____ INFORMATION SHOWN

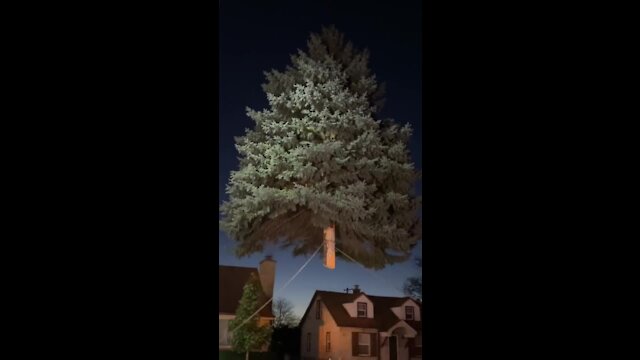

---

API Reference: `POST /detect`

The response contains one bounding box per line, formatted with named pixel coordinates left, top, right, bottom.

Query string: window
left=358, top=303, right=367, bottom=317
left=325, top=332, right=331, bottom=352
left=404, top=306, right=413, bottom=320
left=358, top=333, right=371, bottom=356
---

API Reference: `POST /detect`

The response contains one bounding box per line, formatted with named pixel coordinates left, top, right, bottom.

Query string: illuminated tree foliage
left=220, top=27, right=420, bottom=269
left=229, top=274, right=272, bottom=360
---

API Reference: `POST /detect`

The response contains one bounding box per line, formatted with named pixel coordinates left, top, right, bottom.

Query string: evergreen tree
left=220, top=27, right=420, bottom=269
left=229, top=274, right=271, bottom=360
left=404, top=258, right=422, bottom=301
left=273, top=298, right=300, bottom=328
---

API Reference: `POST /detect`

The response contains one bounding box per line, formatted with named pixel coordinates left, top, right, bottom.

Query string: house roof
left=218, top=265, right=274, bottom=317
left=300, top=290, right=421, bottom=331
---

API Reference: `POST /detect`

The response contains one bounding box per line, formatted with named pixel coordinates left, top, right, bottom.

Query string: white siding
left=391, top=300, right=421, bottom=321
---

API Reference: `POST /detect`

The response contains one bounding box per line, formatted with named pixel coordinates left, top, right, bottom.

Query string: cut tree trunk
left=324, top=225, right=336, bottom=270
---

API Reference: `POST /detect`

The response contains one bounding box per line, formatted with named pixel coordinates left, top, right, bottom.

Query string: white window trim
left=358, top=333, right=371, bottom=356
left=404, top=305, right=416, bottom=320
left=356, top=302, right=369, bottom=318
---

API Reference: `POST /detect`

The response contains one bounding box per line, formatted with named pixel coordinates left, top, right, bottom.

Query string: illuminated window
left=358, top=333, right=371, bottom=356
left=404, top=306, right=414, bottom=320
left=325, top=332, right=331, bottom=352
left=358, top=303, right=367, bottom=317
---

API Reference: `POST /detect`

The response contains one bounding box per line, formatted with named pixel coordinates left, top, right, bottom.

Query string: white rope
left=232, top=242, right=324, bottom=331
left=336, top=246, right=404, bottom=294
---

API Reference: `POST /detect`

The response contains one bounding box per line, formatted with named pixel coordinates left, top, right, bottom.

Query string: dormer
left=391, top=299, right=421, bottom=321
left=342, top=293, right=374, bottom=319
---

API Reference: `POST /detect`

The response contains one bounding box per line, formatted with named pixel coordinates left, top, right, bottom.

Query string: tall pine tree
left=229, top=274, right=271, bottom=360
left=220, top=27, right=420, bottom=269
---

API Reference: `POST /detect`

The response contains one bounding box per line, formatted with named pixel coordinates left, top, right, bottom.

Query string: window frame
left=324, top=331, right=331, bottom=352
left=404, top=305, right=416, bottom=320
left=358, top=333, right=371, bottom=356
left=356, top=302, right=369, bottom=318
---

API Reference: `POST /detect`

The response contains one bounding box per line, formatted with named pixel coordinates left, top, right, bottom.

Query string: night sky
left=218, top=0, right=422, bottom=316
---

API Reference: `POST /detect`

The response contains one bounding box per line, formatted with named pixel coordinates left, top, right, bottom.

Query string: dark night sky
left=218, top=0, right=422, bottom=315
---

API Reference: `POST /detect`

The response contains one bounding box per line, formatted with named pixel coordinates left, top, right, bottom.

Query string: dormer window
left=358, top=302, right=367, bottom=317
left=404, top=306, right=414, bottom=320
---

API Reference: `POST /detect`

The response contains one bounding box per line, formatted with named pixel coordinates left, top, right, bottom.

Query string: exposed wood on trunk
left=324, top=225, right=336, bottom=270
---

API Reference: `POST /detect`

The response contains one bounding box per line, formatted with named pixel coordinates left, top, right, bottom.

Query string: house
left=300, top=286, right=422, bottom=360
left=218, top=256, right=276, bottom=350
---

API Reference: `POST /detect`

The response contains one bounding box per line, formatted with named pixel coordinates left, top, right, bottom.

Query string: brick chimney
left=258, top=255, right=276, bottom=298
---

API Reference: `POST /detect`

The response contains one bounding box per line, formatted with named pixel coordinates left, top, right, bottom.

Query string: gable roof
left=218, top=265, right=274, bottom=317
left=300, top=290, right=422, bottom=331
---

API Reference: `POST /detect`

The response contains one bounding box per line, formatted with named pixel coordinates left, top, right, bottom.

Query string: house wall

________
____ INFORMATION SHOWN

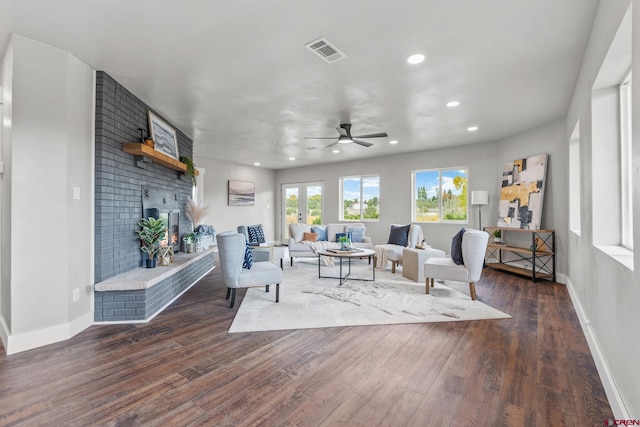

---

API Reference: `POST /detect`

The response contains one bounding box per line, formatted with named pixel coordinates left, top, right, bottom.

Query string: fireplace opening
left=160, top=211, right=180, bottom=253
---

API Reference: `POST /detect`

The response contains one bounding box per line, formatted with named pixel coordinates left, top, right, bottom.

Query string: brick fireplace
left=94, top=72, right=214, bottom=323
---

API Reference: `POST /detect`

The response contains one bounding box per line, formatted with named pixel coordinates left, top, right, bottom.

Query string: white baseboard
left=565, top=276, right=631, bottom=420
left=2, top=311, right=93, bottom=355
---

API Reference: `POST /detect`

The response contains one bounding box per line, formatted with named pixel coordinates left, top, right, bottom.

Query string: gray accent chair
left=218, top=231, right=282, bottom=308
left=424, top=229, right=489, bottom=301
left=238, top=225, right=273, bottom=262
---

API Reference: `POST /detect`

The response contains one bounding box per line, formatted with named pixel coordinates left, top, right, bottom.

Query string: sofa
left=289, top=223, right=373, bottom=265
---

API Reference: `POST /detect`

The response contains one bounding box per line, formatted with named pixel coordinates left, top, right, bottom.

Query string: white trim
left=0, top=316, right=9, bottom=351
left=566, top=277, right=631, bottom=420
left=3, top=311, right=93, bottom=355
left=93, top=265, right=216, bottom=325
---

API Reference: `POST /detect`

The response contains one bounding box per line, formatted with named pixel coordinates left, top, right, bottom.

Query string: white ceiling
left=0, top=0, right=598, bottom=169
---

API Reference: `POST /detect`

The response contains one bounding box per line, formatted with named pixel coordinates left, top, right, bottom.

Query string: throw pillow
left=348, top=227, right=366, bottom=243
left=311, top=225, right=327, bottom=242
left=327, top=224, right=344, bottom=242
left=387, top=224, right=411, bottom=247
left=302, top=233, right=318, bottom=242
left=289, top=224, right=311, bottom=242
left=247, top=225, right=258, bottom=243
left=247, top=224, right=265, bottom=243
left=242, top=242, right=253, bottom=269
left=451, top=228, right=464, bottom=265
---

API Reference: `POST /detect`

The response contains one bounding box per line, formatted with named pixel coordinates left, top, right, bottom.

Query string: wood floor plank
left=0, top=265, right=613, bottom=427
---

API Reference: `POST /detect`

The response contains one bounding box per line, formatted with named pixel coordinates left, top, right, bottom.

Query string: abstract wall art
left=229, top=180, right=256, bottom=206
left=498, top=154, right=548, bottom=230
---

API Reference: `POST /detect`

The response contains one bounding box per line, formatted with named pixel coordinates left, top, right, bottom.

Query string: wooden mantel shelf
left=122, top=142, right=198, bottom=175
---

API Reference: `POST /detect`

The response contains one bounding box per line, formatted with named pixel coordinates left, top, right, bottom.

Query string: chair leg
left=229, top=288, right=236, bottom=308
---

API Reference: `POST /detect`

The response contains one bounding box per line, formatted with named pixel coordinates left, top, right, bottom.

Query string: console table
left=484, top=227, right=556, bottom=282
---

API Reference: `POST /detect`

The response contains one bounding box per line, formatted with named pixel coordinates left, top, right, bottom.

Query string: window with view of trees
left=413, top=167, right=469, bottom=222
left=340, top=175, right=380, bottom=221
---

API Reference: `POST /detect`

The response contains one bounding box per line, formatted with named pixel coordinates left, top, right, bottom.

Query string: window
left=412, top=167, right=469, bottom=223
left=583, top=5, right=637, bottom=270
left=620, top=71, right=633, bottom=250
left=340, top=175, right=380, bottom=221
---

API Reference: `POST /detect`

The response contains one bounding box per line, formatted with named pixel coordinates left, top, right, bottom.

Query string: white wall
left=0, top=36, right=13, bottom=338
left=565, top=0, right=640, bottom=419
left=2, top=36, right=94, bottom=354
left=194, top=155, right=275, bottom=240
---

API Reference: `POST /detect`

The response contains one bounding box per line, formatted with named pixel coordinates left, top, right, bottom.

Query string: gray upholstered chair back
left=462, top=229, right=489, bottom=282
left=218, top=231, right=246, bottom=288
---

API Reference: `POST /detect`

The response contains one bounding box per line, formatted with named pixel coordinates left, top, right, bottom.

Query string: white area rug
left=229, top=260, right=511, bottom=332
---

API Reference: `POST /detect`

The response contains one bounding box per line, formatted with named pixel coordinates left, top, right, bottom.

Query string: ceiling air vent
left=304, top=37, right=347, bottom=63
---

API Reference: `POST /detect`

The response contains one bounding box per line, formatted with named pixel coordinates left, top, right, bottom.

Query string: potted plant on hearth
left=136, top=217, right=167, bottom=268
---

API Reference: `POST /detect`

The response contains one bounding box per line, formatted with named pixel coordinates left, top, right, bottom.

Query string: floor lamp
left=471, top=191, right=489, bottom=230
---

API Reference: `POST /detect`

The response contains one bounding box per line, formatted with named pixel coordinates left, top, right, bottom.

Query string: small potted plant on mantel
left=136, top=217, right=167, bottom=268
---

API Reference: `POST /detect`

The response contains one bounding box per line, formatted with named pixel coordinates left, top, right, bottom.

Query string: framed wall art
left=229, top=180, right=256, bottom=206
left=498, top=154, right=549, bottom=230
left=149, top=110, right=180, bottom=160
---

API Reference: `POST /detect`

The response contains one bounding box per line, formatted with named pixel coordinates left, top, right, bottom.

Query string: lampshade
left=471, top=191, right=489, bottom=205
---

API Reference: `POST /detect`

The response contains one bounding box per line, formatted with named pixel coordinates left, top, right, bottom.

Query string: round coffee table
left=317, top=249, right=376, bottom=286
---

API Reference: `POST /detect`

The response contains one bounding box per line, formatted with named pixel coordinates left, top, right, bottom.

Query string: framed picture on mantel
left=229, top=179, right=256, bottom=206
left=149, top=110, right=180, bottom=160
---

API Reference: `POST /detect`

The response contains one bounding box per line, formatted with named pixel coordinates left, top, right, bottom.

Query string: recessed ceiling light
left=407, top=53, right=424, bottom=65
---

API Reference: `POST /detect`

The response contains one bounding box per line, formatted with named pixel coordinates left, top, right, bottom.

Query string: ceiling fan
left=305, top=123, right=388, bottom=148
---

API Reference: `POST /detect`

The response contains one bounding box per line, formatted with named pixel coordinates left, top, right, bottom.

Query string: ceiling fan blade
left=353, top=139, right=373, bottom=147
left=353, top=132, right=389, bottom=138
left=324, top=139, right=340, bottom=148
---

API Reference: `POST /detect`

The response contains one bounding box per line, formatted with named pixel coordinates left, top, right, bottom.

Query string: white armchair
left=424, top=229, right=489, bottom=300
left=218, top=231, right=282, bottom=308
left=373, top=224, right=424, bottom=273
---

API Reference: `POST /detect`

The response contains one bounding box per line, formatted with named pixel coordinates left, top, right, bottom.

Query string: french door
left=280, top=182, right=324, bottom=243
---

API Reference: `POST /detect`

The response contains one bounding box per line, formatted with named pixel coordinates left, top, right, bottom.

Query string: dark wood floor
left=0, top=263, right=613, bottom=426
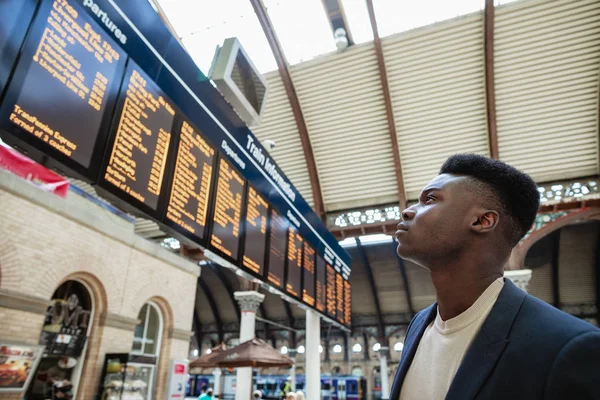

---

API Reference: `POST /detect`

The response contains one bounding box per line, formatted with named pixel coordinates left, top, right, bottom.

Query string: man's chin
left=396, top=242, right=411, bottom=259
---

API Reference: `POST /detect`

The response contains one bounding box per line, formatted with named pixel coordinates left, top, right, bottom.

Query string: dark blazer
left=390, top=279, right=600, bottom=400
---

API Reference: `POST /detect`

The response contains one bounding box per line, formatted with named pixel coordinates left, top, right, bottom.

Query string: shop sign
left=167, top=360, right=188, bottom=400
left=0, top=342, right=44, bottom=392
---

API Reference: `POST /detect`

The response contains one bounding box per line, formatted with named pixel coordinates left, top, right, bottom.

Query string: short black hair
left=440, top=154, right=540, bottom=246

________

» DIRECTIONS FOR THIS TASK
List every line of the records above that contains the string "table", copying each line in full. Letter case counts when matching.

» FULL SOLUTION
Query string: console table
Query string: round coffee table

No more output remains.